MISE EN PRATIQUE:
#1 Dans l'extrait sur le modèle de l'interaction, qui a découvert que les deux termes d'une métaphore échangent des éléments de signification ?
#2 Ces affirmations s'accordent-elles avec l'extrait sur le modèle de l'interaction ? Répondez par oui ou non et citez les mots décisifs. (a) L'interaction ne modifie qu'un seul des objets impliqués. (b) La notion d'interaction s'applique aussi en sociologie ou en psychologie. (c) Dans l'analyse classique, il y avait métaphore quand un terme ordinaire était remplacé par un autre.
#3 Reprenez l'extrait sur le modèle de l'interaction là où il s'arrête et poursuivez-le de quelques phrases.

EXTRAIT À LIRE:
========================================================================

Modèle de l’interaction

Pourquoi cette dernière notion nous plaît-elle ? Pourquoi avons-nous envie de la retenir pour définir une nouvelle modalité de la relation patient-soignant ? 
Comme son nom l’indique, l’interaction est action : elle a de plus la particularité d’impliquer deux ou plusieurs objets ou phénomènes et d’être réciproque entre eux . Elle a une action modificatrice de chacun et de l’ensemble. Les champs où l’on parle d’interaction sont scientifiques, physique, chimie, biologie, où une interaction a pour effet de produire une modification de l'état des objets en interaction, comme les particules, atomes ou molécules. En biologie, plusieurs systèmes sont en interaction, car se modifient réciproquement. La notion s’applique aussi en sociologie ou en psychologie, on parle d'interaction sociale, comme l'influence réciproque de personnes ou de groupes de personnes entrés en contact au sein d'un système social. En linguistique, ce modèle a fécondé la question de la « métaphore ». Dans l’analyse classique, il y avait métaphore quand un terme ordinaire était remplacé par un autre, jusqu’à ce qu’on découvre (Max Black) que, dans leur rapprochement, chacun des termes échangeait des éléments de signification avec l’autre et qu’ils se modifiaient mutuellement. On aimerait pouvoir le rencontrer, vécu pacifiquement, dans le système de santé.

========================================================================

DONNÉES FOURNIES:
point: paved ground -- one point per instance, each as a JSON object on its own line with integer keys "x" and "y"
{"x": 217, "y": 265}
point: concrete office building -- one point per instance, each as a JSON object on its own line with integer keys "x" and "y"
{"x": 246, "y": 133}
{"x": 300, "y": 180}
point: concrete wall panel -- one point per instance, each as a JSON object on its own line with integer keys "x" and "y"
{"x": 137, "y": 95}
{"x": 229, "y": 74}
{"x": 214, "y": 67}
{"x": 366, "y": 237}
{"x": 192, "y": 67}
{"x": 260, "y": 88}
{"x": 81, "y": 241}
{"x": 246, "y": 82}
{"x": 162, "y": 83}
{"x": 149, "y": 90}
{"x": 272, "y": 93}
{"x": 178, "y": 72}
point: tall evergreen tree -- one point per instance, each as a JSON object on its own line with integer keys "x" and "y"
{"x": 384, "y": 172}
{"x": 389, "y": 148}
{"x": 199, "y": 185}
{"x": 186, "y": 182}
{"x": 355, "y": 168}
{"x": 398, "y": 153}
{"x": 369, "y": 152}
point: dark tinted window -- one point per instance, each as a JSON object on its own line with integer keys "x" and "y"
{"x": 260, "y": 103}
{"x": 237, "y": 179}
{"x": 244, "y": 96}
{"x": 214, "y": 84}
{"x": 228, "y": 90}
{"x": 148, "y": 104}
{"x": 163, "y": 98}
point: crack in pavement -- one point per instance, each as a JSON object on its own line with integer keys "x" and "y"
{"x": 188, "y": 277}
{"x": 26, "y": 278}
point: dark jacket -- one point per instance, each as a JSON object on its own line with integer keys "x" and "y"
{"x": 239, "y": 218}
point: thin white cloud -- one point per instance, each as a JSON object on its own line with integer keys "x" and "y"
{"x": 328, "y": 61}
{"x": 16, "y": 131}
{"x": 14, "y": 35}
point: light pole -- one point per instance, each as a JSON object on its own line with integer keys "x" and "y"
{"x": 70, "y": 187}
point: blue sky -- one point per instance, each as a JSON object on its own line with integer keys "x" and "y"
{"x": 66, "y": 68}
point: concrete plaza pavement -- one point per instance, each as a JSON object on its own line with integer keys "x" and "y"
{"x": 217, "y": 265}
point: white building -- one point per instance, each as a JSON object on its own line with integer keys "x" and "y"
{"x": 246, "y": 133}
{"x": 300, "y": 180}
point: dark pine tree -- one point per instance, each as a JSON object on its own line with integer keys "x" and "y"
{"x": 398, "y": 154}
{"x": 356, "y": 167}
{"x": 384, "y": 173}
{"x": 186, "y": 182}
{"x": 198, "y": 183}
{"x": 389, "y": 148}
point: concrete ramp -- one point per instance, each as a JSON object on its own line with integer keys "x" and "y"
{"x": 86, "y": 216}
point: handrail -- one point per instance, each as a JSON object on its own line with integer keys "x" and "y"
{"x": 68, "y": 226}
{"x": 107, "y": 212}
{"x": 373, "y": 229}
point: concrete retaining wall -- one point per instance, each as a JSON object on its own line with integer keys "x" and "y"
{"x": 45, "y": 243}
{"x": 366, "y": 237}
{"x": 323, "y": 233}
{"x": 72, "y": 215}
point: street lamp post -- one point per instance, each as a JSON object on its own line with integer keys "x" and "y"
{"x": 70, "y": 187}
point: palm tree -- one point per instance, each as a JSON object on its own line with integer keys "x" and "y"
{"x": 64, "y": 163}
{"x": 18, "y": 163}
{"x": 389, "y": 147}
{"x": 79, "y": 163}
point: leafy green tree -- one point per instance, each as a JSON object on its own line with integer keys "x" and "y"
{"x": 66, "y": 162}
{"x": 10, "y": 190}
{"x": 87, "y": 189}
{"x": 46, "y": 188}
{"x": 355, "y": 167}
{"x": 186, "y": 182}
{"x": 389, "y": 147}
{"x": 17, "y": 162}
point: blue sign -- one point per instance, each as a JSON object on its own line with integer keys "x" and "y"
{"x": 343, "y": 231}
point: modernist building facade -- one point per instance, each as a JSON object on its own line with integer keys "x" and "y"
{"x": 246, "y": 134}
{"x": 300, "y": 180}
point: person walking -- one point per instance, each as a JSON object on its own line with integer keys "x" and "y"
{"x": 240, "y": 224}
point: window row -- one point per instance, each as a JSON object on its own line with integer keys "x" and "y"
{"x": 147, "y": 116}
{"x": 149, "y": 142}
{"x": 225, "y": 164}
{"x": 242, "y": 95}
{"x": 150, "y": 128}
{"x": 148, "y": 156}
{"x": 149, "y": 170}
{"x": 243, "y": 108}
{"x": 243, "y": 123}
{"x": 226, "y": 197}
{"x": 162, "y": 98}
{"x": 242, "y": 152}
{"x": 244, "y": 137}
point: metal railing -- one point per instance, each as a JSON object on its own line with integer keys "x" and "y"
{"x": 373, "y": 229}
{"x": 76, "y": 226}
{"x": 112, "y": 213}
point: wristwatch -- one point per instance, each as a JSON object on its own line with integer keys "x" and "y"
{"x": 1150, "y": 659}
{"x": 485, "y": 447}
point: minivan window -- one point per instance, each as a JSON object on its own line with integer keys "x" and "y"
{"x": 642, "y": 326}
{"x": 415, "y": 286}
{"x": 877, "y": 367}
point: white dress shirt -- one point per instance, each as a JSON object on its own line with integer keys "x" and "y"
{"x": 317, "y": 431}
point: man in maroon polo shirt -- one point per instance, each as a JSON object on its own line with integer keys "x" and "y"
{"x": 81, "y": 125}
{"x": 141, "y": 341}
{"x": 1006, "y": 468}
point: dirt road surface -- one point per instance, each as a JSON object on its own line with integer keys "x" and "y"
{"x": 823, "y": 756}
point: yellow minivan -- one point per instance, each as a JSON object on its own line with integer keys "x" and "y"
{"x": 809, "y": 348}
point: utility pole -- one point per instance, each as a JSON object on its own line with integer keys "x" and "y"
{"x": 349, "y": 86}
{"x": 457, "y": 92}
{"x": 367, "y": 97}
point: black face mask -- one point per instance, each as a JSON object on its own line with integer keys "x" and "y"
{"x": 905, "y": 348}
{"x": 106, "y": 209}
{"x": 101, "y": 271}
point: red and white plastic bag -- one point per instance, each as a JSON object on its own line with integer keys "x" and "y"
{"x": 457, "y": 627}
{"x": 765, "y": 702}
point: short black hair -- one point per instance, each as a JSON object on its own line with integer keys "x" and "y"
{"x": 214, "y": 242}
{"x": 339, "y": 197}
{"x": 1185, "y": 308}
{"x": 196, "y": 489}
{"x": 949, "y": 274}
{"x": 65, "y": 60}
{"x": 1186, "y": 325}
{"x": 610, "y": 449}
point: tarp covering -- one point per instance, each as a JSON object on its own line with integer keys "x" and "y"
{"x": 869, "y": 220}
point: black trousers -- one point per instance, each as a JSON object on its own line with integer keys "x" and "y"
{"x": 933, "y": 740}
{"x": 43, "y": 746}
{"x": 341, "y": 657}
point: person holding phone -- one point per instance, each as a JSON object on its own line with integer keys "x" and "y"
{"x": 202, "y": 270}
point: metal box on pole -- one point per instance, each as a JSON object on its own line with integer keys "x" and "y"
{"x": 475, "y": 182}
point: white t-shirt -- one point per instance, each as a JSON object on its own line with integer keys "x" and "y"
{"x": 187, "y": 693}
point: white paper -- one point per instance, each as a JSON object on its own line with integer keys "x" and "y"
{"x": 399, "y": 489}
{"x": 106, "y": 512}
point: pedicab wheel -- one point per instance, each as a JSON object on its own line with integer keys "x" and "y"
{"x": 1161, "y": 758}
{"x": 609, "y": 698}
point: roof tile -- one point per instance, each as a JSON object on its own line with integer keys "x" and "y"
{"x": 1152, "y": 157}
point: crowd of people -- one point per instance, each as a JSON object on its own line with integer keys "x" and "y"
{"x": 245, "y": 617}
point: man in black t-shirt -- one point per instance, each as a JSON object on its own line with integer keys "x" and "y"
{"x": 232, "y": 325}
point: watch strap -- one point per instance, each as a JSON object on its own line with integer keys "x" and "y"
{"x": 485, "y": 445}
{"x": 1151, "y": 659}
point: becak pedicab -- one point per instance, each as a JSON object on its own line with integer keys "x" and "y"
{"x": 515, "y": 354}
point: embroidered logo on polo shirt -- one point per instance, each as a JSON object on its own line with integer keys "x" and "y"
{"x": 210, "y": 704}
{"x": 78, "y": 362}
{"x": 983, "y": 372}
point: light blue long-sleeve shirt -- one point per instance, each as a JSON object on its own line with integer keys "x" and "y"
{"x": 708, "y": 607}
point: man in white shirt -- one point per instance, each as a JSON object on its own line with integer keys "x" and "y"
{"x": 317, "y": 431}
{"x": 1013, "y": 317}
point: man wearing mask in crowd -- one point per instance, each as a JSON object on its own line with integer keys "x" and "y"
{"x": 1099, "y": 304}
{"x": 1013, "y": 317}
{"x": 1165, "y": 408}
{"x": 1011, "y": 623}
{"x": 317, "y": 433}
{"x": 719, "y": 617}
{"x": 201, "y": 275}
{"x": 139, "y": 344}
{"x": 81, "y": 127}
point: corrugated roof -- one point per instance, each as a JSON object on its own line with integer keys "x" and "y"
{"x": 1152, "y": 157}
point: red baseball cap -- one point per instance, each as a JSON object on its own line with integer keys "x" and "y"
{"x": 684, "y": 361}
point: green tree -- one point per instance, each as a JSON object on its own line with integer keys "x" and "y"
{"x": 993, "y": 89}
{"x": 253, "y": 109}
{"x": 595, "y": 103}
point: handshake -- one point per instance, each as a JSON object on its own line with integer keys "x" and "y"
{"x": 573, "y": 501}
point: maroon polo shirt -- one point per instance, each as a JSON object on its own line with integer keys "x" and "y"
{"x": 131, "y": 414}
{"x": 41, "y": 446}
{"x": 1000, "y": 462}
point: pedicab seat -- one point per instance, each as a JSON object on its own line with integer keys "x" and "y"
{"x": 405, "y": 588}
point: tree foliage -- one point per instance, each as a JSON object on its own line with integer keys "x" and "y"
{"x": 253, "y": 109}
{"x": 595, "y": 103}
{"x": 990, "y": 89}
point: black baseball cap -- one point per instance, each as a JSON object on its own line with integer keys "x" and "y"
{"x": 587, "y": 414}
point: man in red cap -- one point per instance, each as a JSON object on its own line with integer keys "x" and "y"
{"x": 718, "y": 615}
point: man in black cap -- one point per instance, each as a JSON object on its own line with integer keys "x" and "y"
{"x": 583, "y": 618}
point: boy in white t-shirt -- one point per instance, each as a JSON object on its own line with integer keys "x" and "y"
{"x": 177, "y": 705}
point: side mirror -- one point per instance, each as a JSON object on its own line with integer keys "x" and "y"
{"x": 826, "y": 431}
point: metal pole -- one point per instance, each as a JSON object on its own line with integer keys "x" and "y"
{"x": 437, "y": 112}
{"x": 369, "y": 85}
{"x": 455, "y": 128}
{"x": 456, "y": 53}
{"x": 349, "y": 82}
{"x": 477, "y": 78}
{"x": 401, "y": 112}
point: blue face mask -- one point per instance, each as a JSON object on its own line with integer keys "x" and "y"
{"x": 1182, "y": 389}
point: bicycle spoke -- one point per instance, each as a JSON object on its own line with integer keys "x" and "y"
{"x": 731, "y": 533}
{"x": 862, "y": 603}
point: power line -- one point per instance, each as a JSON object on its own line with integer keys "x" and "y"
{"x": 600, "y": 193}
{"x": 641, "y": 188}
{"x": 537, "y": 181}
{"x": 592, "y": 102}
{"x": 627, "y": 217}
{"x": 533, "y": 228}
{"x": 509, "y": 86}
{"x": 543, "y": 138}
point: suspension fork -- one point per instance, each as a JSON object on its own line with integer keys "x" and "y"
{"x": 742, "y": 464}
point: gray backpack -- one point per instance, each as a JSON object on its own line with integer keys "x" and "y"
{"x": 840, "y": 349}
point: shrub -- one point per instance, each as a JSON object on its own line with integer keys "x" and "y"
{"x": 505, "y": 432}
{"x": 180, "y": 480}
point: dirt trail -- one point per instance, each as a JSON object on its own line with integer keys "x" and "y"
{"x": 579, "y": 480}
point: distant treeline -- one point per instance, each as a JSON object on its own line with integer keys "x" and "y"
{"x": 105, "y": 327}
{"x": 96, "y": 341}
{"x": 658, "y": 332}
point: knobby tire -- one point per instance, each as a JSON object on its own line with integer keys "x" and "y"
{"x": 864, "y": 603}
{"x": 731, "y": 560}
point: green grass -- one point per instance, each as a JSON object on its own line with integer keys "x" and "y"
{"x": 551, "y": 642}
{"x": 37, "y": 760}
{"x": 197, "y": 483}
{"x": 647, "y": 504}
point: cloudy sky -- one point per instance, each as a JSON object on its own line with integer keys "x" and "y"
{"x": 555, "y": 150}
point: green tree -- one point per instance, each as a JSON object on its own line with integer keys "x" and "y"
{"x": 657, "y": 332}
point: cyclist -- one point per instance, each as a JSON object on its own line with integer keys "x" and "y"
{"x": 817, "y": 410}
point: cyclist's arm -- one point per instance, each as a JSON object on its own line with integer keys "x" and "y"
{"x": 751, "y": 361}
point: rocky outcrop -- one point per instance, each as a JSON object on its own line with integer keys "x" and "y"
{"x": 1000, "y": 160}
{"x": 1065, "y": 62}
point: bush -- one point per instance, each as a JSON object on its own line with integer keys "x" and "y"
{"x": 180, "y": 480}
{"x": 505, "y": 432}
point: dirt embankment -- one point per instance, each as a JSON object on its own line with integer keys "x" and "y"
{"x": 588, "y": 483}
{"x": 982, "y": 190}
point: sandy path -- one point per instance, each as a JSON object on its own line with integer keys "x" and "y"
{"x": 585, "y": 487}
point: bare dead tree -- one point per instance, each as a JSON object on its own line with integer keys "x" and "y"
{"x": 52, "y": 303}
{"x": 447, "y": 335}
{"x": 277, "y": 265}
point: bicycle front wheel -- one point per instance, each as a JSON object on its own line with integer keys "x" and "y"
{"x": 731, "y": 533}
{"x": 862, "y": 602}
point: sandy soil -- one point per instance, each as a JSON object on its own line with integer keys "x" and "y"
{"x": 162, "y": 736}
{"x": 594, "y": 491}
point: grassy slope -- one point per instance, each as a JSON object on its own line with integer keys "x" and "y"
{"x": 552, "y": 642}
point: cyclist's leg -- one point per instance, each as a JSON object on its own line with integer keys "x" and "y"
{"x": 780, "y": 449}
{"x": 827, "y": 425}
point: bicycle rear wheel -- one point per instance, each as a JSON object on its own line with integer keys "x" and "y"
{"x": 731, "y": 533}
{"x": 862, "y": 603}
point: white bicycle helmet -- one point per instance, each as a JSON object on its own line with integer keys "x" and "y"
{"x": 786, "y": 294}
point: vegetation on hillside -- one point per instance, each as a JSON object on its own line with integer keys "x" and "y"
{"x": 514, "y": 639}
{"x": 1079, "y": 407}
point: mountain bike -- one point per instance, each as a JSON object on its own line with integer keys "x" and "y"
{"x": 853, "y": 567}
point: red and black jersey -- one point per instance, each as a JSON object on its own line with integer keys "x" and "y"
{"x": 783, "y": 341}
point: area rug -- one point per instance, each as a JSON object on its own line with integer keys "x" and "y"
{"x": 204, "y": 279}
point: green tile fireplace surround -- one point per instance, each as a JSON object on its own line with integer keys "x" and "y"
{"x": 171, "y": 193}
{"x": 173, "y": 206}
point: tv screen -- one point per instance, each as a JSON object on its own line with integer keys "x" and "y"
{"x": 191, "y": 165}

========================================================================

RÉSULTATS:
#1 Max Black.

#2
(a) Non : « Elle a une action modificatrice de chacun et de l’ensemble. »
(b) Oui : « La notion s’applique aussi en sociologie ou en psychologie ».
(c) Oui : « Dans l’analyse classique, il y avait métaphore quand un terme ordinaire était remplacé par un autre ».

#3
Ce que comporte ce modèle est d’abord la réciprocité ou du moins l’ajustement réciproque. Puis la modification de chacun dans l’ensemble concerné. Ce type d’échange nouveau est nécessairement interactif. Est-il applicable dans le domaine du soin ? On pense à des situations où les parents sont impliqués comme en néonatologie par exemple, les dons d'organes, et d’autres moins dramatiques comme les RCP. L’interaction agit sur chacun en retour. Quel médecin n’a pas dit au terme d’une expérience grave ou de sa carrière : « j’ai beaucoup changé » ? L’ interaction est aussi au cœur de l’approche systémique. Proches et entourage révèlent une nouvelle évolution qui permet d’élargir le champ des interactions, de type, dira-t-on aujourd’hui, plus largement écologique
Des valeurs éthiques sont au cœur de l’interaction, comme l‘écoute mutuelle, la considération, mais aussi la patience, qui permettent non seulement la pacification des relations, mais aussi la modification des uns et des autres. Dans les exemples auxquels nous pensons, et ceux dont a parlé Judith Mollard, l’expérience apprend à oser essayer, à augmenter la créativité des individus et des équipes, dans les cas aigus comme dans les maladies chroniques. Le temps permet peut-être de surmonter des difficultés, mais il est aussi facteur d’usure et de découragement, qui rappelle ce dont elle nous a parlé.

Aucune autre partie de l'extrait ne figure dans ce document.